- _GIVEN INSTRUCTION_:
Report every line of the items below that contains the string "field".

- _ENTRIES SUPPLIED_:
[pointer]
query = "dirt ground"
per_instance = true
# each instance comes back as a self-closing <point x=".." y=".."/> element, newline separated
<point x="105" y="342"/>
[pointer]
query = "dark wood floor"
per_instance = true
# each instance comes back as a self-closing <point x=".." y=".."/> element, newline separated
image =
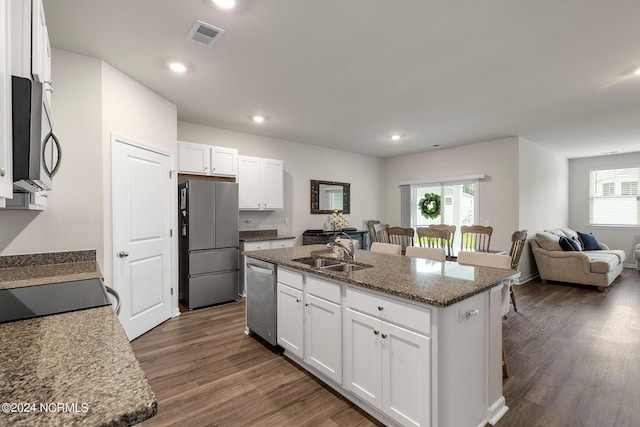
<point x="573" y="353"/>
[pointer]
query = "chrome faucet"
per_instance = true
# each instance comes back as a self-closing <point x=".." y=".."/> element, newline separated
<point x="350" y="251"/>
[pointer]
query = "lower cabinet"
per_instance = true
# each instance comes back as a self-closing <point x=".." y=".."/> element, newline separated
<point x="290" y="320"/>
<point x="388" y="367"/>
<point x="310" y="321"/>
<point x="376" y="348"/>
<point x="323" y="328"/>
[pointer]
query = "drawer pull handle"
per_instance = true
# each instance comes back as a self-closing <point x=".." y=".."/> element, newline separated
<point x="471" y="313"/>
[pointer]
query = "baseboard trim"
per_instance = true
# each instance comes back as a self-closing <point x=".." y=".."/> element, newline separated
<point x="497" y="410"/>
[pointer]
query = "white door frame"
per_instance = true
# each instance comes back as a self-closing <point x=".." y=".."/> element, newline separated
<point x="115" y="139"/>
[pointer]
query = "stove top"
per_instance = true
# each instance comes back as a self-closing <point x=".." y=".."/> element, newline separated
<point x="42" y="300"/>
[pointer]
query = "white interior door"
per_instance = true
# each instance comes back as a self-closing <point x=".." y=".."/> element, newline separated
<point x="141" y="194"/>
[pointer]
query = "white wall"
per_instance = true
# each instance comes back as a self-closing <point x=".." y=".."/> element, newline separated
<point x="498" y="194"/>
<point x="544" y="195"/>
<point x="624" y="238"/>
<point x="135" y="112"/>
<point x="302" y="163"/>
<point x="74" y="215"/>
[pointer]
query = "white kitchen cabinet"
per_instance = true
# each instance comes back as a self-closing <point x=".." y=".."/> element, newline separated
<point x="203" y="159"/>
<point x="260" y="183"/>
<point x="224" y="161"/>
<point x="388" y="364"/>
<point x="323" y="327"/>
<point x="6" y="132"/>
<point x="41" y="51"/>
<point x="290" y="319"/>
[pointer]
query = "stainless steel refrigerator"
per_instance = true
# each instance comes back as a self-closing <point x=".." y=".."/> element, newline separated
<point x="208" y="243"/>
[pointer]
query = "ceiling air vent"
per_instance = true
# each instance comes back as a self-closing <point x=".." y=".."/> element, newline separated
<point x="205" y="34"/>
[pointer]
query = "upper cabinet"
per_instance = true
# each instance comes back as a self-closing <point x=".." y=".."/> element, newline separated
<point x="205" y="159"/>
<point x="6" y="182"/>
<point x="260" y="183"/>
<point x="41" y="51"/>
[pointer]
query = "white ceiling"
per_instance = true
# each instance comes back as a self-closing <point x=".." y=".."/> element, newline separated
<point x="346" y="74"/>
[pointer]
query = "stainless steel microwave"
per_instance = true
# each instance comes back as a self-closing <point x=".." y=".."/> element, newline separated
<point x="36" y="149"/>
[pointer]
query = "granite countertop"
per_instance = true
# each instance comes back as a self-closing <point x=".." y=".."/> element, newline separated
<point x="71" y="368"/>
<point x="432" y="282"/>
<point x="262" y="239"/>
<point x="262" y="235"/>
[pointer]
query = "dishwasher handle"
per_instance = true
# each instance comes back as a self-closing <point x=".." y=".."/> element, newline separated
<point x="260" y="270"/>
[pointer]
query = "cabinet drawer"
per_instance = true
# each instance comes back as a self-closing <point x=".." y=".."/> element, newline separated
<point x="256" y="246"/>
<point x="325" y="289"/>
<point x="404" y="314"/>
<point x="283" y="243"/>
<point x="290" y="277"/>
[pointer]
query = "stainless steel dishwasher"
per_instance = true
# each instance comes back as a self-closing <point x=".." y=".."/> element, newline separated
<point x="261" y="299"/>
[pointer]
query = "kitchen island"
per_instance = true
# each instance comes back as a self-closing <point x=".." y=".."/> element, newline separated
<point x="74" y="368"/>
<point x="411" y="341"/>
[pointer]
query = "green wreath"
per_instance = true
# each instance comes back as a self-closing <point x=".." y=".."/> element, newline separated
<point x="430" y="205"/>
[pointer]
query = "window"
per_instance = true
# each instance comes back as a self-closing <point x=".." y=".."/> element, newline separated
<point x="613" y="197"/>
<point x="458" y="207"/>
<point x="629" y="189"/>
<point x="608" y="189"/>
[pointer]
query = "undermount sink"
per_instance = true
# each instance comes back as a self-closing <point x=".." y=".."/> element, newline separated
<point x="330" y="264"/>
<point x="317" y="262"/>
<point x="347" y="267"/>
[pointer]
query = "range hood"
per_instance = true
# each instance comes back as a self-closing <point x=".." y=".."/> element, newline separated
<point x="36" y="150"/>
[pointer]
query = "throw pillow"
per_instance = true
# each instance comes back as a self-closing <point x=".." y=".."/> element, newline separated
<point x="572" y="235"/>
<point x="589" y="242"/>
<point x="568" y="244"/>
<point x="548" y="241"/>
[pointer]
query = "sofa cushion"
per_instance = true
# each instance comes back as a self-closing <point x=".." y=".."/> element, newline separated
<point x="589" y="242"/>
<point x="568" y="244"/>
<point x="572" y="234"/>
<point x="603" y="262"/>
<point x="557" y="231"/>
<point x="548" y="241"/>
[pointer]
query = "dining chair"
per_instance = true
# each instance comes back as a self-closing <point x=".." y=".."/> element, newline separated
<point x="380" y="233"/>
<point x="372" y="231"/>
<point x="476" y="237"/>
<point x="497" y="261"/>
<point x="433" y="238"/>
<point x="401" y="236"/>
<point x="452" y="235"/>
<point x="518" y="241"/>
<point x="436" y="254"/>
<point x="386" y="248"/>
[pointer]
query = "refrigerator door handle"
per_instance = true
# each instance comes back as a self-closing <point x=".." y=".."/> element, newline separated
<point x="259" y="269"/>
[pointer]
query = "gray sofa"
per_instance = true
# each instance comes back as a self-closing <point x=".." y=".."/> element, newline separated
<point x="591" y="267"/>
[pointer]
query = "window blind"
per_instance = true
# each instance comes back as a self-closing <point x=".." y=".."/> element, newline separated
<point x="613" y="197"/>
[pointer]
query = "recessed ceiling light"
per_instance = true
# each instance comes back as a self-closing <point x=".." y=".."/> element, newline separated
<point x="177" y="67"/>
<point x="225" y="4"/>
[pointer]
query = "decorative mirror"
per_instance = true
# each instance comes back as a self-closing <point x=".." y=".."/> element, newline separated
<point x="327" y="196"/>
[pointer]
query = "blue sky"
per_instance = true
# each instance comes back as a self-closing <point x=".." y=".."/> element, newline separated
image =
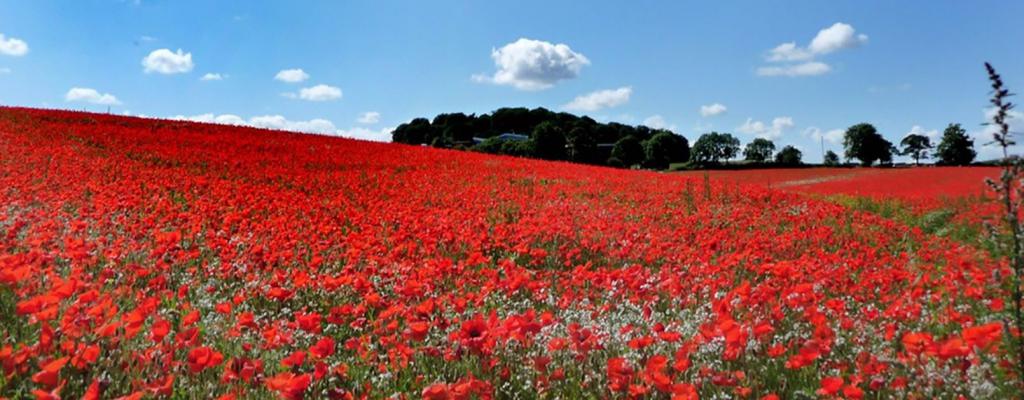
<point x="370" y="65"/>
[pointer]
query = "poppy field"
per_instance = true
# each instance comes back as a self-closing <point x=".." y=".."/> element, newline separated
<point x="164" y="259"/>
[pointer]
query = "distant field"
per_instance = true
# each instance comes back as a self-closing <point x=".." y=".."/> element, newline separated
<point x="911" y="183"/>
<point x="166" y="259"/>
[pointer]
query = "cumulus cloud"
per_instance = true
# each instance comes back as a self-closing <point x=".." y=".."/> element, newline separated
<point x="834" y="136"/>
<point x="918" y="130"/>
<point x="534" y="64"/>
<point x="292" y="76"/>
<point x="839" y="36"/>
<point x="12" y="46"/>
<point x="800" y="70"/>
<point x="276" y="122"/>
<point x="600" y="99"/>
<point x="316" y="93"/>
<point x="713" y="109"/>
<point x="800" y="60"/>
<point x="369" y="118"/>
<point x="91" y="96"/>
<point x="212" y="77"/>
<point x="760" y="129"/>
<point x="167" y="61"/>
<point x="788" y="52"/>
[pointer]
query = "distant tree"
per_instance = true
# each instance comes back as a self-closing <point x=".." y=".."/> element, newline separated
<point x="832" y="159"/>
<point x="549" y="141"/>
<point x="759" y="150"/>
<point x="955" y="148"/>
<point x="714" y="146"/>
<point x="581" y="145"/>
<point x="863" y="142"/>
<point x="628" y="150"/>
<point x="511" y="120"/>
<point x="441" y="141"/>
<point x="915" y="146"/>
<point x="665" y="147"/>
<point x="788" y="156"/>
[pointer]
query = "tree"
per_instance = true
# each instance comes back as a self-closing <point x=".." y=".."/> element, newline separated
<point x="628" y="150"/>
<point x="759" y="150"/>
<point x="955" y="148"/>
<point x="832" y="159"/>
<point x="788" y="156"/>
<point x="664" y="148"/>
<point x="549" y="141"/>
<point x="916" y="146"/>
<point x="581" y="145"/>
<point x="863" y="142"/>
<point x="714" y="146"/>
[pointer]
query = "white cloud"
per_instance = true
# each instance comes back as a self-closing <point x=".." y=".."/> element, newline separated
<point x="292" y="76"/>
<point x="534" y="64"/>
<point x="713" y="109"/>
<point x="212" y="77"/>
<point x="839" y="36"/>
<point x="12" y="46"/>
<point x="369" y="118"/>
<point x="918" y="130"/>
<point x="600" y="99"/>
<point x="316" y="93"/>
<point x="166" y="61"/>
<point x="90" y="95"/>
<point x="788" y="52"/>
<point x="802" y="63"/>
<point x="276" y="122"/>
<point x="760" y="129"/>
<point x="657" y="122"/>
<point x="834" y="136"/>
<point x="800" y="70"/>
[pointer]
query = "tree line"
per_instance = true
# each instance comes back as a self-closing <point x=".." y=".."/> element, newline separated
<point x="545" y="134"/>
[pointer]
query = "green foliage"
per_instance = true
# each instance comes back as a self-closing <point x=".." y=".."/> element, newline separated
<point x="915" y="146"/>
<point x="664" y="148"/>
<point x="788" y="156"/>
<point x="518" y="148"/>
<point x="759" y="150"/>
<point x="955" y="148"/>
<point x="581" y="145"/>
<point x="713" y="147"/>
<point x="628" y="150"/>
<point x="553" y="136"/>
<point x="549" y="141"/>
<point x="863" y="142"/>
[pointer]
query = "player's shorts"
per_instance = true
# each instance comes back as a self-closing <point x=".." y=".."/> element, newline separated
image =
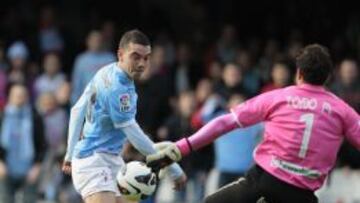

- _ANSWER FOR THIS EXERCISE_:
query = "poppy field"
query = "distant field"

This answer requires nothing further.